Exercise aim:
Report each line in the listing below that includes the string "query", treating uppercase and lowercase letters as different.

[Dataset entries]

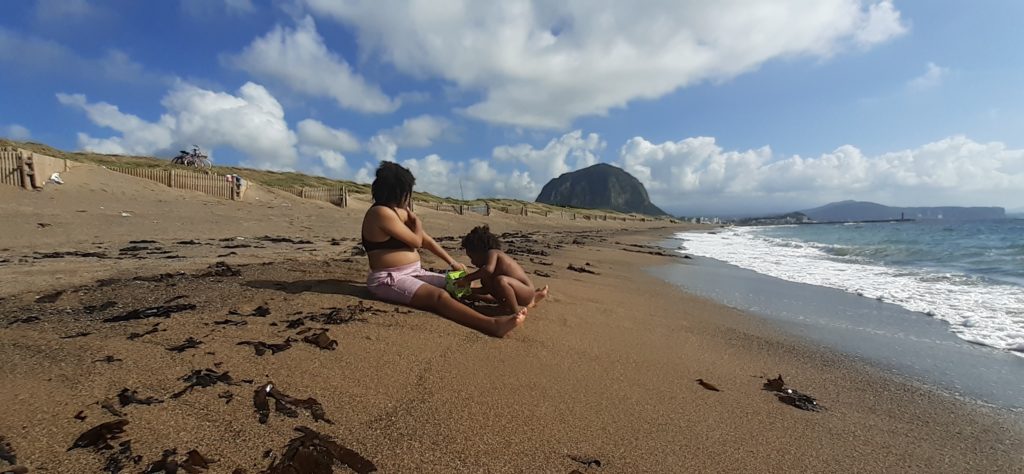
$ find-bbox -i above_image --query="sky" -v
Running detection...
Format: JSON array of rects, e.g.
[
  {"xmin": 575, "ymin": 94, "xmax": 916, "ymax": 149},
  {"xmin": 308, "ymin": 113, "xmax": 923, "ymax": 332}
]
[{"xmin": 0, "ymin": 0, "xmax": 1024, "ymax": 216}]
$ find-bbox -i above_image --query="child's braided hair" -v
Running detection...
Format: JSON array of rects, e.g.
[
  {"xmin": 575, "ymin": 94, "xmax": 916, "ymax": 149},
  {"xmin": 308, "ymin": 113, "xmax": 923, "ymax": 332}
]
[{"xmin": 462, "ymin": 225, "xmax": 502, "ymax": 252}]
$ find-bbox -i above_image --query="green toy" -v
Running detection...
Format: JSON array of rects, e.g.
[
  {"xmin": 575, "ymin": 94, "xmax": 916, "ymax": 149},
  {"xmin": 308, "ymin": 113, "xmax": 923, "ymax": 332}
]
[{"xmin": 444, "ymin": 270, "xmax": 473, "ymax": 298}]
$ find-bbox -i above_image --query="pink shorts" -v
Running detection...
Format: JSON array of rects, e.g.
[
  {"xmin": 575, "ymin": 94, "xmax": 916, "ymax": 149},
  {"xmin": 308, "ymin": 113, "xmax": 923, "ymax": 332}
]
[{"xmin": 367, "ymin": 262, "xmax": 444, "ymax": 304}]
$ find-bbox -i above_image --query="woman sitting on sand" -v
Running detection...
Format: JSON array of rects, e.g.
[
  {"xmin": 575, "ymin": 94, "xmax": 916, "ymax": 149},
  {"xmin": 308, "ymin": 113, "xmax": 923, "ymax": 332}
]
[{"xmin": 362, "ymin": 162, "xmax": 526, "ymax": 338}]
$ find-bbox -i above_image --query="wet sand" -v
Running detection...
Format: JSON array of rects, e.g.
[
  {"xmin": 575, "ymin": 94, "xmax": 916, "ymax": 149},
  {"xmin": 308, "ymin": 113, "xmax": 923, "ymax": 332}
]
[{"xmin": 0, "ymin": 163, "xmax": 1024, "ymax": 473}]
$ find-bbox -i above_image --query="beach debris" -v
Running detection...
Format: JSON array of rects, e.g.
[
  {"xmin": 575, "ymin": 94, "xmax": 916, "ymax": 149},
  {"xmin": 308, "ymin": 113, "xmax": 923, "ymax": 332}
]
[
  {"xmin": 167, "ymin": 336, "xmax": 203, "ymax": 354},
  {"xmin": 303, "ymin": 301, "xmax": 387, "ymax": 326},
  {"xmin": 82, "ymin": 301, "xmax": 118, "ymax": 314},
  {"xmin": 32, "ymin": 250, "xmax": 108, "ymax": 260},
  {"xmin": 103, "ymin": 303, "xmax": 196, "ymax": 322},
  {"xmin": 217, "ymin": 390, "xmax": 234, "ymax": 404},
  {"xmin": 118, "ymin": 388, "xmax": 164, "ymax": 407},
  {"xmin": 213, "ymin": 319, "xmax": 249, "ymax": 326},
  {"xmin": 36, "ymin": 290, "xmax": 63, "ymax": 304},
  {"xmin": 8, "ymin": 315, "xmax": 42, "ymax": 326},
  {"xmin": 103, "ymin": 439, "xmax": 142, "ymax": 473},
  {"xmin": 60, "ymin": 331, "xmax": 92, "ymax": 339},
  {"xmin": 93, "ymin": 355, "xmax": 124, "ymax": 363},
  {"xmin": 200, "ymin": 262, "xmax": 242, "ymax": 276},
  {"xmin": 253, "ymin": 382, "xmax": 334, "ymax": 425},
  {"xmin": 569, "ymin": 456, "xmax": 601, "ymax": 469},
  {"xmin": 256, "ymin": 235, "xmax": 312, "ymax": 245},
  {"xmin": 142, "ymin": 449, "xmax": 216, "ymax": 474},
  {"xmin": 264, "ymin": 426, "xmax": 377, "ymax": 474},
  {"xmin": 68, "ymin": 420, "xmax": 128, "ymax": 451},
  {"xmin": 128, "ymin": 322, "xmax": 161, "ymax": 341},
  {"xmin": 0, "ymin": 435, "xmax": 17, "ymax": 466},
  {"xmin": 220, "ymin": 244, "xmax": 252, "ymax": 249},
  {"xmin": 227, "ymin": 304, "xmax": 270, "ymax": 317},
  {"xmin": 171, "ymin": 369, "xmax": 238, "ymax": 398},
  {"xmin": 566, "ymin": 263, "xmax": 599, "ymax": 274},
  {"xmin": 761, "ymin": 374, "xmax": 785, "ymax": 392},
  {"xmin": 237, "ymin": 338, "xmax": 294, "ymax": 356},
  {"xmin": 131, "ymin": 271, "xmax": 185, "ymax": 284},
  {"xmin": 696, "ymin": 379, "xmax": 721, "ymax": 392},
  {"xmin": 762, "ymin": 374, "xmax": 824, "ymax": 412},
  {"xmin": 99, "ymin": 399, "xmax": 125, "ymax": 418},
  {"xmin": 302, "ymin": 330, "xmax": 338, "ymax": 350}
]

Task result:
$ find-bbox -i above_image --query="sky" -v
$ find-bbox -i above_image --query="child's braided hair" -v
$ find-bbox -i above_image --query="green toy" -v
$ find-bbox -i above_image --query="pink shorts" -v
$ find-bbox -i above_image --query="woman sitting on sand" -v
$ find-bbox -i above_image --query="wet sand" -v
$ find-bbox -i above_image --query="beach debris" -v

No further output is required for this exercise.